TEXTE FOURNI:
################

Citation:
Alors que la mort est si proche, que la tristesse et la souffrance dominent, il peut encore y avoir de la vie, de la joie, des mouvements d’âme d’une profondeur et d’une intensité parfois encore jamais vécues".
Marie de Hennezel -
A chaque jour suffit sa peine, et là il ne faut pas anticiper : il faut oublier de nous projeter, vivre seulement chaque jour comme il se présente. Ne pas imaginer le pire, garder toujours cette médiane et prodiguer tout l’amour dont nous sommes capables aux nôtres, vivre chaque moment avec eux le plus intensément possible. Ce n’est pas facile et cela demande en fait un gros travail sur soi et une adaptation permanente ainsi qu’une remise en question, marcher toujours selon le pas du malade, ne pas précéder la maladie. Ne pas vivre forcément un deuil prématuré ou anticipé. Vivre ce qui est donné de toutes nos forces, aimer les nôtres et le leur dire.
Dans la vie, il est des expériences qui se vivent mais qui restent intransmissibles. Tous les mots que l’on peut utiliser ne sont que bien pauvres, face à ce que l’on ressent, ce que l’on vit donc. Face à cette vie, si les mots sont pauvres, les forces peuvent également manquer. Et pourtant, tant qu’il y a vie, il y a espoir, et tout espoir induit sourire. Chacun a besoin de sourire, pour lui-même comme pour celles et ceux, les Autres, qui ont besoin de recevoir des messages par sourires interposés. La vie à laquelle on s’accroche, d’autant plus fort qu’on a peur qu’elle nous échappe, pour nous comme pour les autres, cette vie qu’on a pu donner et qu’on ne maîtrise en rien, EN RIEN ! Là aussi est la dureté de la vie, dans ces expériences subies. Pourtant, reconnaissons qu’elles recèlent des forces insoupçonnées, immenses, au moment où justement il s’agit, plus qu’à tout autre moment, de ne pas céder, comme si l’on était seul à supporter l’édifice. C’est en partie vrai, considérant que, placé au centre de son propre monde, on se doit de tenir ce que l’on a à tenir, et chaque parcelle de vie en fait partie. Mais (car toutes les situations il y a des « mais ») nous ne sommes que des humains, des HUMAINS. Le « que » précédent est superflu : nous sommes des humains, et ce n’est pas rien. La vie avance, sans que l’on sache toujours où elle nous entraîne. A chaque virage est une surprise, certaines dont on se passerait, d’autres qu’on ne regrette pas. Notre force d’HUMAIN réside dans cette capacité à sans cesse regarder devant tout en vivant avec son passé. Telle est la vie, celle des HUMAINS, notre vie. Ces mots ne sont rien, sinon … quelques mots, seulement des mots. Ils se veulent simples, des mots de vie.
En fait notre rôle est avant tout de donner au malade l’opportunité de laisser une image, une trace de soi. C’est un signe que nous accompagnants de l’ombre pouvons réussir à leur donner cette dignité, à les aider à accepter cette image d’eux-mêmes. L’image du corps a été dépassée pour atteindre une perception positive de soi. Le regard que l’on porte sur eux est à cet égard déterminant, il les aide à retrouver cette sensation d’intégrité et de bien être. Et c’est important. La mort reste une écharde douloureuse plantée au cœur de notre humanité, un redoutable point d’interrogation , surtout quand elle véhiculée par le cancer.

################

DONNÉES:
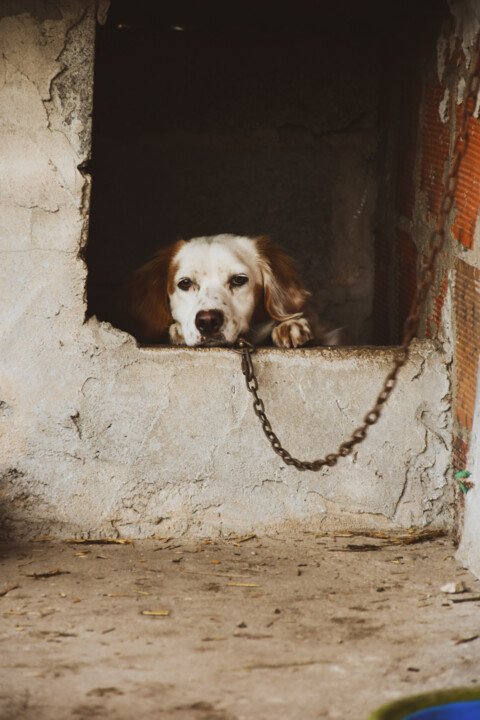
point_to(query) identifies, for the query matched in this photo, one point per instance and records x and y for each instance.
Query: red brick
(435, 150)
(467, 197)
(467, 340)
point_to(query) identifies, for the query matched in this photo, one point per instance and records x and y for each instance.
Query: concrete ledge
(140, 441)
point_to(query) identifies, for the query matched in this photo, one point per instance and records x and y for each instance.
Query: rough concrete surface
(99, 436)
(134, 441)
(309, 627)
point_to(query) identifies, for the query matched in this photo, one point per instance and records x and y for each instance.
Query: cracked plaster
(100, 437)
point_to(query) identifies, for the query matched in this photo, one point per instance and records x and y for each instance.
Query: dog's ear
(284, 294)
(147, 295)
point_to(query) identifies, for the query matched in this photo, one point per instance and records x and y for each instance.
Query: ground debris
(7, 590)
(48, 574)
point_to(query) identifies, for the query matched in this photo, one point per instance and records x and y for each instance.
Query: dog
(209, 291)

################

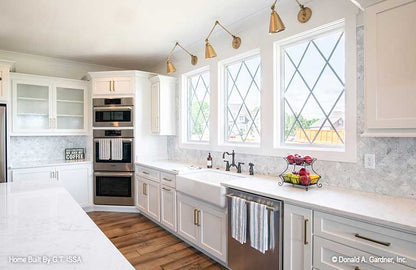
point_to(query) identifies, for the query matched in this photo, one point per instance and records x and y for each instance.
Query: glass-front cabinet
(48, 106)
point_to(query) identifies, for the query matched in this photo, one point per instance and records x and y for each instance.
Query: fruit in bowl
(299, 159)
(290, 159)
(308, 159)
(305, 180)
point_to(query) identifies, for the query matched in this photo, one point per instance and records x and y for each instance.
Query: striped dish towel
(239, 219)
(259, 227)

################

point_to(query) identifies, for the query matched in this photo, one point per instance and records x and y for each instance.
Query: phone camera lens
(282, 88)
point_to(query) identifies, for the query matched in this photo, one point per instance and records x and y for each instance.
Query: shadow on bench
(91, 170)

################

ÉNONCÉ:
Relevez dans le texte fourni tous les mots de plus d'une lettre écrits entièrement en majuscules, sans répéter un même mot. Les items ci-dessus proviennent d'une autre source que le texte.

RÉSULTAT:
EN, RIEN, HUMAINS, HUMAIN